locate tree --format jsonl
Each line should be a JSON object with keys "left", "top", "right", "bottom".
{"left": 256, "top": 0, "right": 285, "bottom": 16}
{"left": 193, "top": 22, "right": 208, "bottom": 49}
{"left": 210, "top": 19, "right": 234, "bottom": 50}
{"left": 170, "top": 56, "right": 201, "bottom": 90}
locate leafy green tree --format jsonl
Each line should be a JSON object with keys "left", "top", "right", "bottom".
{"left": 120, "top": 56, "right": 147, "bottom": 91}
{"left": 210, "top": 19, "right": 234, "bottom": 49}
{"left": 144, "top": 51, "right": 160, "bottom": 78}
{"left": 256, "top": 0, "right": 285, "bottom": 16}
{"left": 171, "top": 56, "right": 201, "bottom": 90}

== WORK REQUIRED ==
Determine how many lines in the data contain the string "jsonl", and give the number only.

== YOUR SOLUTION ==
2